**DATASET ENTRIES**
================================
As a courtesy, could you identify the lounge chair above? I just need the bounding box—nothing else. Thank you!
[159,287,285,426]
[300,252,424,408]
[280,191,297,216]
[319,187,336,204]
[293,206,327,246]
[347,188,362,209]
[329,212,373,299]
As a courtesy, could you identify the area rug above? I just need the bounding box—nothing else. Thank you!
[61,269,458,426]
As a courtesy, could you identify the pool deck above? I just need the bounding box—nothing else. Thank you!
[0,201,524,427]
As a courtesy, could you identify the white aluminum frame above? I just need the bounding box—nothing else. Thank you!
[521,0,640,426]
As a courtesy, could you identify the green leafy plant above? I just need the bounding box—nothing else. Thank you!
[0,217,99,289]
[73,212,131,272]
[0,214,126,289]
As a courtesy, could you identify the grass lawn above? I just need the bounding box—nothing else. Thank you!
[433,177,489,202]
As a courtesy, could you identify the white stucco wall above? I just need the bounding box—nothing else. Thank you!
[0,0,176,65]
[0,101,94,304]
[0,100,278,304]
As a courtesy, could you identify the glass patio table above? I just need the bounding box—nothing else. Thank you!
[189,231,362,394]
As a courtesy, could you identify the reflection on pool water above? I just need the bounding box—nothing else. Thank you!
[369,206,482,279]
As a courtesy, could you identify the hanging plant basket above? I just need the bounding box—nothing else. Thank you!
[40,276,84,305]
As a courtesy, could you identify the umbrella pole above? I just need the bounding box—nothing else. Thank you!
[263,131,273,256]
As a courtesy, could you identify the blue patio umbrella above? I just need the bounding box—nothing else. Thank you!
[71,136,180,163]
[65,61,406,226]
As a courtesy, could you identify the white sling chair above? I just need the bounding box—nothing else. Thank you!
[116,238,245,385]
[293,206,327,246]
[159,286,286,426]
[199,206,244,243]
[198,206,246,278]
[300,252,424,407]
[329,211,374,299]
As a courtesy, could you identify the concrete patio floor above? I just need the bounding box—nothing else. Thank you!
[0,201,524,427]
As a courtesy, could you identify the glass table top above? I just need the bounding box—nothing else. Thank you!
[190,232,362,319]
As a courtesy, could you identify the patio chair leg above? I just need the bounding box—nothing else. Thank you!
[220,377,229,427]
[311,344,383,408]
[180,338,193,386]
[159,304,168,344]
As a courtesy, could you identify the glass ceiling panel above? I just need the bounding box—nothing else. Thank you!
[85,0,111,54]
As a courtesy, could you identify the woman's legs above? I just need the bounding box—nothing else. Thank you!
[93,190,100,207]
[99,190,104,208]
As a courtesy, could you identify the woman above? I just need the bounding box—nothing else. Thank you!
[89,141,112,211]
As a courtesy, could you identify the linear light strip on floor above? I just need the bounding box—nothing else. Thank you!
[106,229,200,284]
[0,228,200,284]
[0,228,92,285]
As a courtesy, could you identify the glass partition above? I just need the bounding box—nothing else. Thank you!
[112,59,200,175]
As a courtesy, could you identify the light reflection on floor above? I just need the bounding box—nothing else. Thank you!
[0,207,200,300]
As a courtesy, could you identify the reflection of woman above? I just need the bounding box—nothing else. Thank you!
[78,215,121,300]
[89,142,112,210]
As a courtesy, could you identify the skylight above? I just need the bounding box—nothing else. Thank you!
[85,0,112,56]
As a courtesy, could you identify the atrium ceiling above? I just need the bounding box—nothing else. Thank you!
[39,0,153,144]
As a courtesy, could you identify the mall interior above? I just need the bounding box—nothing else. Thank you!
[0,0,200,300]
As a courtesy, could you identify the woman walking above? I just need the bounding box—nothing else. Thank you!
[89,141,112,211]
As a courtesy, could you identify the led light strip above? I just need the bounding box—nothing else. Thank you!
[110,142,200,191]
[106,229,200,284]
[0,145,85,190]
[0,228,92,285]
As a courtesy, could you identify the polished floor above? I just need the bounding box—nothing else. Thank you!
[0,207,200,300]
================================
Arrange the lines starting at the one that contains "As a courtesy, could you identify the white stucco" and ending at the one that contains "[329,211,374,299]" as a Markdown table with the columns Number and Content. Give each line a number and leave out blank lines.

| Number | Content |
|---|---|
| 1 | As a courtesy, could you identify the white stucco wall above? I just need the bounding box—nothing else. Thank you! |
| 2 | [0,0,176,65] |
| 3 | [0,101,94,304] |
| 4 | [0,100,278,304] |
| 5 | As a courtesy, could you identify the glass patio table above? I just need the bounding box—nothing else. Thank you! |
| 6 | [189,231,362,394] |
| 7 | As a courtesy, could you identify the reflection on pool water above? I just need the bounding box—nothing else. Thank you! |
| 8 | [369,206,482,279] |
| 9 | As a courtesy, could you identify the hanging plant basket above? I just need the bounding box—nothing else. Thank you! |
| 10 | [40,276,84,305] |
| 11 | As a courtesy, could you identify the umbrella pole above? I just need the bounding box—nothing else. Thank you! |
| 12 | [263,131,273,256] |
| 13 | As a courtesy, could you identify the blue patio umbrella above? I just need the bounding box—nothing else. Thank you! |
| 14 | [71,136,180,163] |
| 15 | [65,61,406,226] |
| 16 | As a courtesy, could you identify the white sling chair above? I just need the bounding box—nothing else. Thank you! |
| 17 | [116,238,245,385] |
| 18 | [293,206,327,246] |
| 19 | [159,286,286,426] |
| 20 | [199,206,244,243] |
| 21 | [198,206,246,278] |
| 22 | [300,252,424,407] |
| 23 | [329,211,374,299] |